Edit the listing below so that each occurrence of "your task is to detect" reads "your task is to locate", and leave everything else unchanged.

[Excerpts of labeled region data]
'''

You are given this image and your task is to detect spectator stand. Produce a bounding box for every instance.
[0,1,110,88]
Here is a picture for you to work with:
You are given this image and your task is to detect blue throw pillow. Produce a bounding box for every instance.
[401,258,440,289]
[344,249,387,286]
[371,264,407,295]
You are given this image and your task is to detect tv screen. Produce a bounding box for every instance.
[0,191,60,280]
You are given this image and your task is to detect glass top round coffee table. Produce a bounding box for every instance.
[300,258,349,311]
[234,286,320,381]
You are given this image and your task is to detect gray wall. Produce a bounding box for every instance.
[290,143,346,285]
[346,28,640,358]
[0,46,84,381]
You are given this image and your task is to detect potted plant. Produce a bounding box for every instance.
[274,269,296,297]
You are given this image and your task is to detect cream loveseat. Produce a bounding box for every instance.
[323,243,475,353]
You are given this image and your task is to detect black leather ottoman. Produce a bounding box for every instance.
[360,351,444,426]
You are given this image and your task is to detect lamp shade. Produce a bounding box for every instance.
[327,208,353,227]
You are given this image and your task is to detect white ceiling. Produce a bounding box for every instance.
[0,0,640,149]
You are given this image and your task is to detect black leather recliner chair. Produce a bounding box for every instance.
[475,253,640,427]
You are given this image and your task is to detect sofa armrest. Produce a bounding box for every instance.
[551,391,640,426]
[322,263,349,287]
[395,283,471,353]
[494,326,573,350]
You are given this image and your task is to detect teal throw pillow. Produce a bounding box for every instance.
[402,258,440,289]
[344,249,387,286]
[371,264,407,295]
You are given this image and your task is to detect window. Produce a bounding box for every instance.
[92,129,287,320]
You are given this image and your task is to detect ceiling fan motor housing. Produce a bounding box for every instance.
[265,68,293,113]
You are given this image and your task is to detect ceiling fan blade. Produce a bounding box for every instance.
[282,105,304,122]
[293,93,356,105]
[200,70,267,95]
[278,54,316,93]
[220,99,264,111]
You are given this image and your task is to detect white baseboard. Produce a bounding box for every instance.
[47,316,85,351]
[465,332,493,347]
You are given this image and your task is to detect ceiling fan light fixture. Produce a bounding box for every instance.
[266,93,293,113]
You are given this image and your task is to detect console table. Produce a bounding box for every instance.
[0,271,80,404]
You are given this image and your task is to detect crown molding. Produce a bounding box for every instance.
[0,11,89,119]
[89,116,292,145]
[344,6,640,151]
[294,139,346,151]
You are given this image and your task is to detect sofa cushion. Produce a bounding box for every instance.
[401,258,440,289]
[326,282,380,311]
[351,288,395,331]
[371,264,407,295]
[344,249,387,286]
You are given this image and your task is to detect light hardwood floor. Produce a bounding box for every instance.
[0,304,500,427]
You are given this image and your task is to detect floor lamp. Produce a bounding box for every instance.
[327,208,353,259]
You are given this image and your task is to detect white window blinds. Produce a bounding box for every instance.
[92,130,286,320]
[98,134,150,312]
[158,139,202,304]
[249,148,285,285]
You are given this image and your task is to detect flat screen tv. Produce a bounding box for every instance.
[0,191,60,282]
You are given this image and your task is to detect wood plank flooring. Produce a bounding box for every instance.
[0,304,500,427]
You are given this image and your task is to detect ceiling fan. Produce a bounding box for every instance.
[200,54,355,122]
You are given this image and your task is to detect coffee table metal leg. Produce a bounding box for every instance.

'''

__PROBLEM SOLUTION__.
You are given this image and your task is to locate spectator stand. Produce a bounding box for every instance.
[0,1,110,88]
Here is a picture for you to work with:
You are given this image and your task is to locate blue throw pillow. Produce a bounding box for every instance.
[401,258,440,289]
[344,249,387,286]
[371,264,407,295]
You are given this image and your task is to locate tv screen. Produce a bounding box for every instance.
[0,191,60,280]
You are given this image and your task is to locate glass top round coffee table. Produce a bounding box for every instance.
[300,258,349,311]
[234,286,320,381]
You are given this image and your task is to locate gray wall. Produce a bounding box for every instance.
[290,143,346,285]
[346,28,640,358]
[0,46,84,381]
You are given this image and your task is to locate potted plant. Produce a bounding box for every instance.
[274,269,296,297]
You are given this image and your task is to locate cream loveseat. Produce a bounding box for every instance.
[323,243,475,353]
You are given this image and your task is to locate black leather ottoman. Produce a bounding box for every instance.
[360,351,444,426]
You are given this image and your task is to locate lamp shade. Produce a bounding box for every instance.
[327,208,353,227]
You are given this image and your task is to locate white ceiling. Produce a bounding box for every instance.
[0,0,640,149]
You are given this image and your task is to locate black leather recliner chair. Produce a bounding box for every instance.
[475,253,640,427]
You are given this image and your task is to locate sofa armrest. Produce a bounding box for every instance.
[551,391,640,426]
[322,263,349,287]
[395,283,471,353]
[494,326,573,350]
You are given this image and your task is to locate teal throw pillow. Produce a bounding box for every instance.
[402,258,440,289]
[344,249,387,286]
[371,264,407,295]
You are given this image and your task is to locate window. Produce a bounding box for every instance.
[92,129,287,320]
You are given this image and your task is to locate ceiling fan motor housing. Produce a bounding box for every instance.
[265,68,293,113]
You are given this image and your task is to locate ceiling fan blade. Produce a bounding box for every instance.
[282,105,304,122]
[293,93,356,105]
[200,70,267,95]
[278,54,316,93]
[220,99,264,111]
You are given this image and your task is to locate white baseboard. Produce a bounding box for every instance.
[47,316,85,351]
[465,332,493,347]
You are given this image and your task is to locate ceiling fan light fixture. Produce a bounding box for every instance.
[266,93,293,113]
You are given this image and your task is to locate console table. Produce a bounding box for every instance.
[0,271,80,404]
You are given this image and your task is to locate crown molding. Produce a bounding box for every instance.
[0,11,89,119]
[89,116,292,145]
[344,6,640,151]
[294,139,346,151]
You are given this image and your task is to locate sofa cushion. Produce a bounding box for every instance.
[401,258,440,289]
[326,282,380,311]
[351,288,395,331]
[371,264,407,295]
[344,249,387,286]
You are given this image and your task is to locate light hardwood floor. Produce a bounding box for every instance.
[0,304,500,427]
You are given this image and your task is to locate floor lamp. Produce a bounding box for every instance.
[327,208,353,259]
You are given this image and your task is to locate white window blinds. Produce a bounding box for every instance.
[92,130,286,320]
[98,134,150,312]
[158,139,202,304]
[249,148,285,285]
You are given this image and your task is to locate flat screen tv. Produce a bounding box for every instance.
[0,191,60,282]
You are given this image and your task is to locate wood plank flooring. Produce a bounding box for every instance.
[0,304,500,427]
You are given this image and your task is to locate ceiling fan. Produce a bounding box for every instance.
[200,54,355,122]
You are given this image and your task is to locate coffee table metal leg. Produce a bounding box for every instance.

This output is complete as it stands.